Consigne A: D'après l'extrait sur Mayotte, pourquoi les normes NF et CE sont-elles difficiles à appliquer sur l'île ? Expliquez-le en une à trois phrases.
Consigne B: Selon l'extrait sur Mayotte, quelle est la seule île de l'archipel des Comores à s'être prononcée pour rester française lors du référendum de 1975 ?

Extrait du texte:

========================

Notre groupe travaillant sur les deux îles et dans les métiers de la construction, nous pouvons constater ces identités différentes.
Je ne suis pas le plus vieux M'Zougous de Mayotte ici présent ( M'Zougous étant le terme mahorais pour définir les étrangers) mais je pense avoir assez de recul pour pouvoir parler de ces deux îles.
Je suis arrivé à Mayotte il y a 19 ans en provenance des Antilles pour le groupe Vinci et on m'avait dit lors d'un entretien que Mayotte s'apparentait à un territoire à mi-chemin entre un DOM et l'Afrique tout en ressemblant à La Guyane.
Force a été de constater que Mayotte n'avait rien à voir avec nos DOM, car la culture y était complètement différente de même que les infrastructures - routes, écoles, administrations, etc.
Sans vouloir créer de polémique, il me semble important d'évoquer certains sujets pour bien comprendre les problématiques de Mayotte.
Tout d'abord, la gestion administrative de l'État Français.
On constate que celui-ci, ne sachant pas réellement où situer Mayotte depuis le référendum de 1975 (Mayotte étant la seule île de l'archipel des Comores à s'être prononcée pour rester française à la différence des trois autres îles qui ont pris leur indépendance), n'a pas apporté les moyens adéquats pour faire évoluer cette île.
À 9 500 kilomètres de l'Hexagone, il n'est pas aisé de travailler sur des directives métropolitaines et sur des normes NF et CE qui sont difficiles à appliquer alors que rien n'est produit localement.
L'administration française en place pendant de nombreuses années s'est efforcée de faire avancer ce territoire français mais le personnel administratif des services de l'État se renouvelle tous les deux à quatre ans, chacun pensant déterminer la solution innovante et miraculeuse et remettant en cause le travail effectué par ses prédécesseurs.

========================

Données fournies:
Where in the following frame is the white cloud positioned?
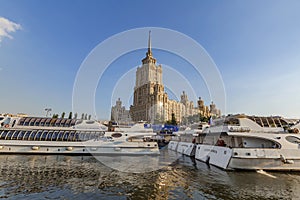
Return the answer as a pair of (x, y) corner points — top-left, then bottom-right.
(0, 17), (21, 42)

========================

Réponse A: Mayotte se trouve à 9 500 kilomètres de l'Hexagone, ce qui complique le travail sur des directives métropolitaines et l'application des normes NF et CE. De plus, rien n'y est produit localement.

Réponse B: Mayotte.